→ **WHAT IS BEING ASKED**
Quote the lines of the items below, beginning with the line containing "tag: veined leaf => bbox" and continuing through the line containing "[274,138,367,224]", with both of those lines included.

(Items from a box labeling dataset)
────
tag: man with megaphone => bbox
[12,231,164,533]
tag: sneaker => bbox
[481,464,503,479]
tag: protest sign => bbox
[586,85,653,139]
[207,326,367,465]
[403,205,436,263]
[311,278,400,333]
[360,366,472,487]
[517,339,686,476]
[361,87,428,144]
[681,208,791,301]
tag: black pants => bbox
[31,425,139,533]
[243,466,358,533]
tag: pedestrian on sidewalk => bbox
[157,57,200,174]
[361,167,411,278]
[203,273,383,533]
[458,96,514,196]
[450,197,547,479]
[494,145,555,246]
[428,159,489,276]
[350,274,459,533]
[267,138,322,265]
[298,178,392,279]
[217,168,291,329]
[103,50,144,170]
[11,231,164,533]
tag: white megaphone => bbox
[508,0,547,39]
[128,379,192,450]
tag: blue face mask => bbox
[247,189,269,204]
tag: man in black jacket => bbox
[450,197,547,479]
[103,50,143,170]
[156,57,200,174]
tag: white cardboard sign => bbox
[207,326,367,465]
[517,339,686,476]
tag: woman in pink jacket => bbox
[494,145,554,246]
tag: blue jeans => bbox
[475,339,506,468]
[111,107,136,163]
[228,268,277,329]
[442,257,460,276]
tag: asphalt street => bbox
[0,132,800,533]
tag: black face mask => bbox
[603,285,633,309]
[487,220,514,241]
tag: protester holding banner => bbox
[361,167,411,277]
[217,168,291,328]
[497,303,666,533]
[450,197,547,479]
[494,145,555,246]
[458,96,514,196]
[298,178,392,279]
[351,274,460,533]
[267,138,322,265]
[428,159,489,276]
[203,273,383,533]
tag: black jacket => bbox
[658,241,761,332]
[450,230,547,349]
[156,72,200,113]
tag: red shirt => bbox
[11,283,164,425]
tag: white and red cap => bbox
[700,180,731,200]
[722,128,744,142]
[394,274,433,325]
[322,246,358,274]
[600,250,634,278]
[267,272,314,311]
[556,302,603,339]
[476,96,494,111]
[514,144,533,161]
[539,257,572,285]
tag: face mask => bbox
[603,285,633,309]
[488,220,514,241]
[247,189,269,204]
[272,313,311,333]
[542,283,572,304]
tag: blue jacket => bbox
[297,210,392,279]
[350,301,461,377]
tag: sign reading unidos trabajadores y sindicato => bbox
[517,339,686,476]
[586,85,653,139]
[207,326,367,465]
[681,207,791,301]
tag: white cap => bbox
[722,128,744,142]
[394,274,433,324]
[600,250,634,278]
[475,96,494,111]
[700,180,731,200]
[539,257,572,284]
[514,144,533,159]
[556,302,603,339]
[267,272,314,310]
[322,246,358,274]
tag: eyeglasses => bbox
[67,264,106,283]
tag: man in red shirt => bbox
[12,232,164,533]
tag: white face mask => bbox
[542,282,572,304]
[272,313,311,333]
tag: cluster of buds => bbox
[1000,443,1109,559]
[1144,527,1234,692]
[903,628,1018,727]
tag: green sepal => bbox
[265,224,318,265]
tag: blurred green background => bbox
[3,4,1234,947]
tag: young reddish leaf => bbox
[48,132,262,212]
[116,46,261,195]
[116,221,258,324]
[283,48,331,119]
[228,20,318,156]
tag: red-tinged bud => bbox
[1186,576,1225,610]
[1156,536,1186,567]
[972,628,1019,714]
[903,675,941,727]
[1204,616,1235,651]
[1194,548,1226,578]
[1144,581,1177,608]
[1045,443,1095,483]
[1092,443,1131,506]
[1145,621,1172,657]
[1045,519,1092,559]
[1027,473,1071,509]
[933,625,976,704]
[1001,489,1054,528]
────
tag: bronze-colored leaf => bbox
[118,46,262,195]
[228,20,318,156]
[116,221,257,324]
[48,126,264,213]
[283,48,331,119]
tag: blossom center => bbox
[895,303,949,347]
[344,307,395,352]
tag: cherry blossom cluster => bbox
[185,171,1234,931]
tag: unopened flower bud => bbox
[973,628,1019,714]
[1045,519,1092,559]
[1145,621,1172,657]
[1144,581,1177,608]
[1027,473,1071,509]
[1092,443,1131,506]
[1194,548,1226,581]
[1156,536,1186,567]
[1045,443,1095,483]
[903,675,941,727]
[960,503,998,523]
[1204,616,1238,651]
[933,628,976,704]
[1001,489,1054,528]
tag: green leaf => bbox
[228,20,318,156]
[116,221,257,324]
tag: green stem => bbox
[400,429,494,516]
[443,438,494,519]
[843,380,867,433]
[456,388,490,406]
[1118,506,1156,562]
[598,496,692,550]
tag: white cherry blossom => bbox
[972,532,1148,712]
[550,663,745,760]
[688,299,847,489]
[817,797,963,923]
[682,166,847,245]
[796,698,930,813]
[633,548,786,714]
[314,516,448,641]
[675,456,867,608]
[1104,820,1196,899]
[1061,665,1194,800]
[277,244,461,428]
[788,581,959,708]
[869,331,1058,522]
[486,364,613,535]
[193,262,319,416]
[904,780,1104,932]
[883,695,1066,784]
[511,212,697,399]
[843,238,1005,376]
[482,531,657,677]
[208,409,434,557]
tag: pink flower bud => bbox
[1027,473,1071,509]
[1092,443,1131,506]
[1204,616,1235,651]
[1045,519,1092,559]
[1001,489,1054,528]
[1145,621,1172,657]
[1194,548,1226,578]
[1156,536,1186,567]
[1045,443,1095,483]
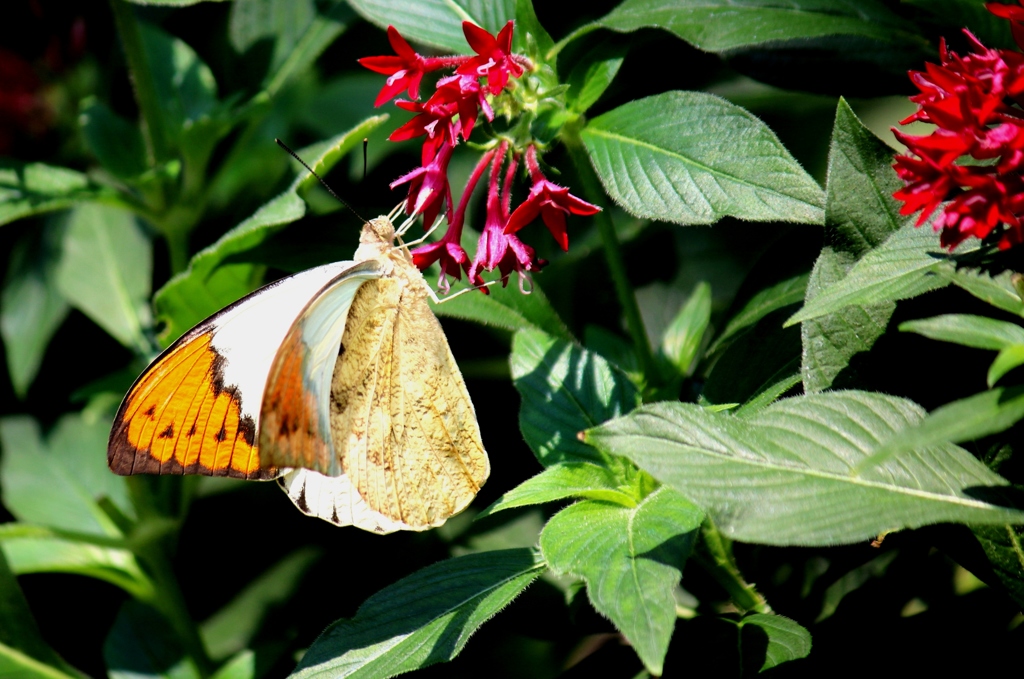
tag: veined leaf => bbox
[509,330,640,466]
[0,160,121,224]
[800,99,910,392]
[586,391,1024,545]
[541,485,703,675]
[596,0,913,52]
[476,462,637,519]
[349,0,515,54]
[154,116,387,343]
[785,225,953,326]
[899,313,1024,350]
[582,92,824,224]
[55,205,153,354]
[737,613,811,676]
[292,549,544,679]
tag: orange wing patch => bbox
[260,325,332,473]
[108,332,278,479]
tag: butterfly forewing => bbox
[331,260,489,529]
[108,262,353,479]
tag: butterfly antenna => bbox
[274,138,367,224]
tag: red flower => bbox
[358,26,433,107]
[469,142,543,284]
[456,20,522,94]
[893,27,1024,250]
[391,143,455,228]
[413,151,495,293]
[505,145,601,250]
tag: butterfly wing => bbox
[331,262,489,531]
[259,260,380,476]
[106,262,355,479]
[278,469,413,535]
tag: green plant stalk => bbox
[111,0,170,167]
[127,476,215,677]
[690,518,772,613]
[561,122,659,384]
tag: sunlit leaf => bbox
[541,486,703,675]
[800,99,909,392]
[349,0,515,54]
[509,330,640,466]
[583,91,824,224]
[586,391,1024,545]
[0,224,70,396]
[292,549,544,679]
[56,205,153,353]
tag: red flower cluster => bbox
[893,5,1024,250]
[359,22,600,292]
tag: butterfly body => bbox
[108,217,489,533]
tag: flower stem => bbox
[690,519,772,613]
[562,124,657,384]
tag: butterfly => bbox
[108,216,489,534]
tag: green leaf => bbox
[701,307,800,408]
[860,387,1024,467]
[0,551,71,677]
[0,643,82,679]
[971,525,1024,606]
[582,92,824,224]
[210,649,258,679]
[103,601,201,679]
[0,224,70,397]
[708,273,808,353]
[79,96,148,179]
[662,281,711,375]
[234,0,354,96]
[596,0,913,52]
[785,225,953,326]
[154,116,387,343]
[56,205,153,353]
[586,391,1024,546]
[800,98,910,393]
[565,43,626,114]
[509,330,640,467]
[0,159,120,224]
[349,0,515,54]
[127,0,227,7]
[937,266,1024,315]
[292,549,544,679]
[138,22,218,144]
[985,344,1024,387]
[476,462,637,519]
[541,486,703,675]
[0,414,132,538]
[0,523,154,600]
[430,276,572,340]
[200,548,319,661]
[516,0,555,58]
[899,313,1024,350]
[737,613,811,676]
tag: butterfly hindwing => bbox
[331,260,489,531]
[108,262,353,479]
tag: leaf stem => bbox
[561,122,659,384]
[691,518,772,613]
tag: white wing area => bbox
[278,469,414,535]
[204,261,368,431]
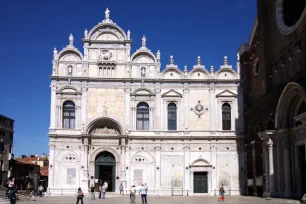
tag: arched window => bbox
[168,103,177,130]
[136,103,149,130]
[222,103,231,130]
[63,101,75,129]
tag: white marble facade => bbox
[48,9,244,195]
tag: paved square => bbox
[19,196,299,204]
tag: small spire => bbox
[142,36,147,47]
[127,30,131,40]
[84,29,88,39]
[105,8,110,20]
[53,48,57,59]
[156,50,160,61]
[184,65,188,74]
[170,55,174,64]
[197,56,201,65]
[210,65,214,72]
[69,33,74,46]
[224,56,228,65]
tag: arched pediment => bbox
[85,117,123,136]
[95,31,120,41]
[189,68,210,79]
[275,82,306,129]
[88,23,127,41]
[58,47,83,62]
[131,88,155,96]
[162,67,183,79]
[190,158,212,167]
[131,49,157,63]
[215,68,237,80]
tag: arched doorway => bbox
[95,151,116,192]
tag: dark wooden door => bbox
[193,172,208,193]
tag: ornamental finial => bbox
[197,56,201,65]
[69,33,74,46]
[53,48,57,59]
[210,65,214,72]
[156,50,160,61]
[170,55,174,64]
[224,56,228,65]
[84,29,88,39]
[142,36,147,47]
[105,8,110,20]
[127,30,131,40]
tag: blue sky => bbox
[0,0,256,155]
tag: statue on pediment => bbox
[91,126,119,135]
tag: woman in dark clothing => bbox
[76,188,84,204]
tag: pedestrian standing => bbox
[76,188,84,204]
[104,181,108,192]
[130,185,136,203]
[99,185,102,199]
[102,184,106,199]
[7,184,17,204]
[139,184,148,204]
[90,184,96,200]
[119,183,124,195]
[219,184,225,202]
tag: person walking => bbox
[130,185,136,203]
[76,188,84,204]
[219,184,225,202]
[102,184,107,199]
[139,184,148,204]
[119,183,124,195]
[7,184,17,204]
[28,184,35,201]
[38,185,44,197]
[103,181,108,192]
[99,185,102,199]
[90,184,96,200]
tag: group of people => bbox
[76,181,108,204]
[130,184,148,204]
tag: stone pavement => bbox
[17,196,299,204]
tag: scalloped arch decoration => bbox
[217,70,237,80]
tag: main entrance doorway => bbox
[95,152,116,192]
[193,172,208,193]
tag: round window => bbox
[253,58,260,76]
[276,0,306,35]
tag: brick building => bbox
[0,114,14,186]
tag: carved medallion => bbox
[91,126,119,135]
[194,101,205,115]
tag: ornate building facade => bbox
────
→ **FULL RESPONSE**
tag: veined leaf => bbox
[509,330,640,466]
[0,160,121,224]
[800,99,910,392]
[586,391,1024,545]
[541,485,703,675]
[596,0,913,52]
[476,462,637,519]
[349,0,515,54]
[154,116,387,343]
[785,225,953,326]
[899,313,1024,350]
[582,92,824,224]
[55,205,153,354]
[737,613,811,676]
[292,549,544,679]
tag: orange wing patch => bbox
[260,325,332,473]
[108,332,278,479]
tag: butterfly forewing => bbox
[331,260,489,529]
[108,262,353,479]
tag: butterfly antenna => bbox
[274,138,367,224]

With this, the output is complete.